§ **Exercise brief**
Only the lines running from the line with "Can you find the umbrella" to the end of the records below belong in the answer, each copied exactly.

(Items listed in a dataset)
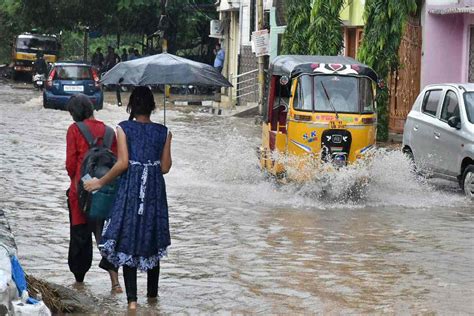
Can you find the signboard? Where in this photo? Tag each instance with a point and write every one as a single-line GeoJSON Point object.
{"type": "Point", "coordinates": [260, 42]}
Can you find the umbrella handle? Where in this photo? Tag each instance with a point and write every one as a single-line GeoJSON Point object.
{"type": "Point", "coordinates": [164, 106]}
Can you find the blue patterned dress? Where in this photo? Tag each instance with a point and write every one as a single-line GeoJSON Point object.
{"type": "Point", "coordinates": [137, 232]}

§ **Output for this task**
Can you find the umbrella handle? Where in this photo? Tag each instance with a point and write every one as a single-line GeoJSON Point object.
{"type": "Point", "coordinates": [164, 106]}
Can you find the blue patterned dress? Where in this photo? Tag each instance with a point and write every one as a single-line GeoJSON Point object.
{"type": "Point", "coordinates": [137, 232]}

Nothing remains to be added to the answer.